Another Country

Another Country Study Guide

Another Country is a novel by noted American author James Baldwin, first published in 1962 by Dial Press. It took Baldwin over thirteen years to write, and he finished it in Istanbul on a trip he had taken to break out of his creative stalemate.

Another Country is set in 1950s Greenwich Village, and explores many themes considered risky at the time of publication, including bisexuality, interracial couples, and infidelity.

The book centers around Rufus Scott, a Black jazz drummer in New York City. Rufus starts a relationship with Leona, a white woman, with whom he becomes deeply enamored; however, he also begins to beat her. After she is eventually admitted to a mental hospital and his life deteriorates, Rufus commits suicide by jumping off the George Washington Bridge. The novel examines the relationships between Rufus's friends after his death.

The novel was a bestseller but received mixed reviews and was banned in New Orleans and Australia for obscene content. Australian officials admitted to admiring Baldwin, but said his work was “continually smeared with indecent, offensive and dirty epithets and allusions.”

════════════════

*Problem details*: According to the study guide on Another Country, in what city did Baldwin finish writing the novel?

*Material shown*:
════════════════

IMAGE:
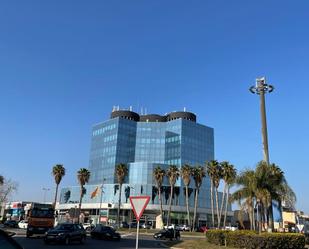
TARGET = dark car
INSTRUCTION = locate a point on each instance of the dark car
(124, 224)
(167, 234)
(202, 229)
(7, 242)
(104, 232)
(11, 223)
(65, 233)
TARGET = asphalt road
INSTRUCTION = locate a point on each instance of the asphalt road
(127, 241)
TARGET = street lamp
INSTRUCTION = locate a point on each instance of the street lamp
(44, 196)
(102, 186)
(261, 88)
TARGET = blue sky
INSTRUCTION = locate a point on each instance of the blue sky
(64, 64)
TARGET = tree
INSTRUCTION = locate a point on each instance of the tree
(198, 173)
(229, 175)
(83, 176)
(158, 175)
(58, 172)
(245, 195)
(271, 181)
(186, 173)
(121, 173)
(172, 174)
(211, 169)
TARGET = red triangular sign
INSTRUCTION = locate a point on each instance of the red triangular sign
(139, 203)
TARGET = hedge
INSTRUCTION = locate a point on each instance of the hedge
(253, 240)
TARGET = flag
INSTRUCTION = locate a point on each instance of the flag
(95, 192)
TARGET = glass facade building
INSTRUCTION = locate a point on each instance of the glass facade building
(143, 142)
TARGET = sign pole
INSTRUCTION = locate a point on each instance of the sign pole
(138, 203)
(137, 232)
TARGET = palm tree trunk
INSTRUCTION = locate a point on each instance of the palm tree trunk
(195, 207)
(80, 202)
(160, 201)
(222, 201)
(217, 207)
(270, 217)
(212, 204)
(226, 203)
(119, 202)
(187, 204)
(170, 206)
(56, 195)
(253, 216)
(250, 214)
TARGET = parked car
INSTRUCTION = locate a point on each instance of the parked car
(184, 228)
(6, 241)
(231, 228)
(23, 224)
(11, 223)
(167, 234)
(202, 229)
(88, 226)
(124, 224)
(133, 225)
(144, 225)
(66, 233)
(104, 232)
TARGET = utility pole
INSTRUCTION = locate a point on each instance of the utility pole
(261, 88)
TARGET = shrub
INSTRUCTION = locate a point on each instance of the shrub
(216, 237)
(253, 240)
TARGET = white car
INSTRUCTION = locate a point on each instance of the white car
(23, 224)
(184, 228)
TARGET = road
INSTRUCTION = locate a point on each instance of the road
(127, 241)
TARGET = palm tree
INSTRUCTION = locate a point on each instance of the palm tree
(271, 181)
(83, 176)
(186, 173)
(246, 194)
(211, 167)
(198, 173)
(158, 175)
(172, 174)
(121, 173)
(229, 175)
(58, 172)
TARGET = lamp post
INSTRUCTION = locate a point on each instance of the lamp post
(44, 195)
(261, 88)
(102, 187)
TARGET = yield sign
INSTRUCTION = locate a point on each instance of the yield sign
(300, 227)
(139, 203)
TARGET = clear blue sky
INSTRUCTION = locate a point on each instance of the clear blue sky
(64, 64)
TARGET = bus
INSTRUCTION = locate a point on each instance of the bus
(40, 218)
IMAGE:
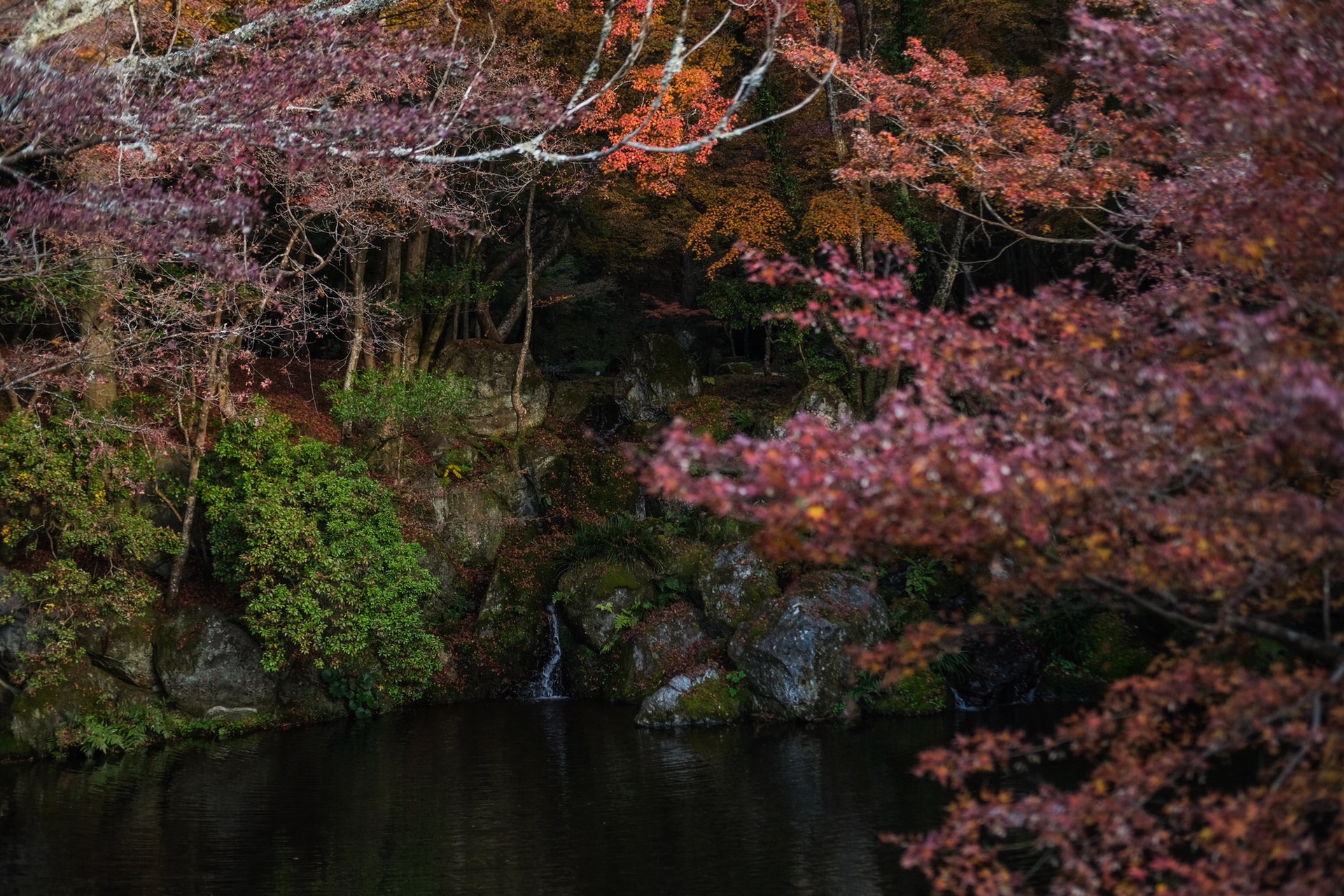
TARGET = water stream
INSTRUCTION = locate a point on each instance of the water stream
(547, 684)
(512, 798)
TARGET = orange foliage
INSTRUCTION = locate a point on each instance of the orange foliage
(834, 216)
(750, 218)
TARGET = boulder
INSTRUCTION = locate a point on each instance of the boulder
(17, 624)
(668, 640)
(736, 584)
(1003, 669)
(698, 697)
(818, 399)
(470, 523)
(594, 592)
(492, 368)
(657, 374)
(512, 630)
(796, 648)
(203, 662)
(38, 713)
(302, 695)
(125, 649)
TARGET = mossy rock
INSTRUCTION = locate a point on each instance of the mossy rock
(737, 368)
(796, 650)
(920, 694)
(36, 715)
(512, 633)
(668, 640)
(492, 367)
(470, 523)
(588, 482)
(596, 592)
(816, 399)
(687, 562)
(734, 586)
(657, 374)
(696, 697)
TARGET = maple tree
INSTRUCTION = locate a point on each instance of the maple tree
(1174, 449)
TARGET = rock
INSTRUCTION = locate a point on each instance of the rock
(470, 523)
(796, 648)
(36, 713)
(818, 399)
(203, 660)
(492, 368)
(657, 374)
(125, 649)
(668, 640)
(570, 399)
(17, 624)
(1004, 669)
(512, 629)
(734, 586)
(737, 368)
(302, 695)
(596, 592)
(699, 697)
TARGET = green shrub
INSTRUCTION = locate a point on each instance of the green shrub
(70, 489)
(315, 546)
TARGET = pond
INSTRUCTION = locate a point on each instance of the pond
(554, 797)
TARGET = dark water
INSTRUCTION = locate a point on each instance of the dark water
(480, 798)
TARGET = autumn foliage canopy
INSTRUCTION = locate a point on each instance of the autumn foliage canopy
(1174, 444)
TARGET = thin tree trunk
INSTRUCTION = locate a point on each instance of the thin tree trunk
(527, 327)
(547, 258)
(393, 284)
(100, 343)
(949, 276)
(417, 253)
(359, 262)
(198, 449)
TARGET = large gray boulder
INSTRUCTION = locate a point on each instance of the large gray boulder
(470, 523)
(492, 368)
(657, 374)
(512, 629)
(204, 662)
(696, 697)
(736, 584)
(36, 715)
(593, 593)
(796, 649)
(816, 399)
(124, 648)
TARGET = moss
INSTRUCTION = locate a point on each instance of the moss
(921, 694)
(711, 700)
(613, 578)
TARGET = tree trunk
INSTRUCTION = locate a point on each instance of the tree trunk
(359, 264)
(527, 327)
(949, 277)
(417, 253)
(100, 342)
(393, 285)
(547, 258)
(198, 449)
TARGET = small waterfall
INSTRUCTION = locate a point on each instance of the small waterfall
(547, 685)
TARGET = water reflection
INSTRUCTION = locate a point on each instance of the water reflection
(491, 798)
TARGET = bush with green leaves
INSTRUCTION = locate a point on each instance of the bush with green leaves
(391, 405)
(69, 489)
(316, 547)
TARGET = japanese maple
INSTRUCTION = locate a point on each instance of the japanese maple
(1174, 449)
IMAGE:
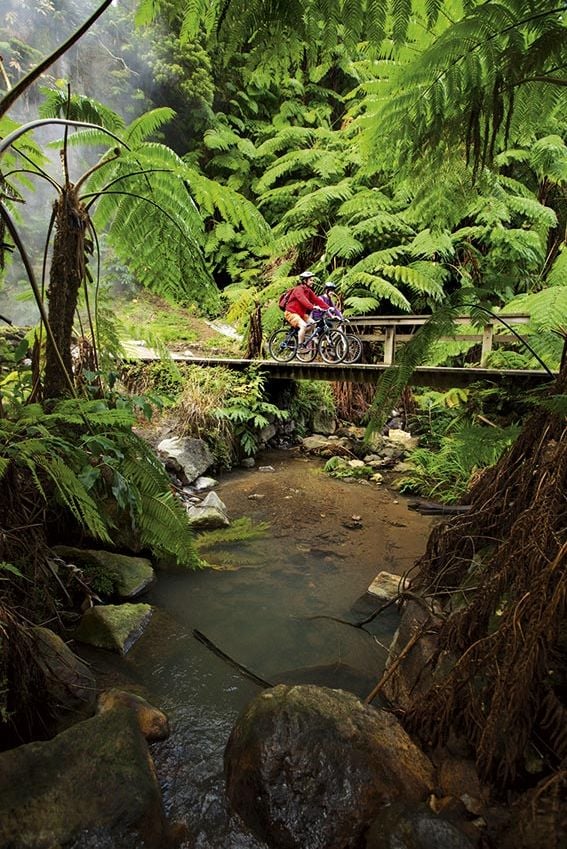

════════════════

*Written answer*: Istanbul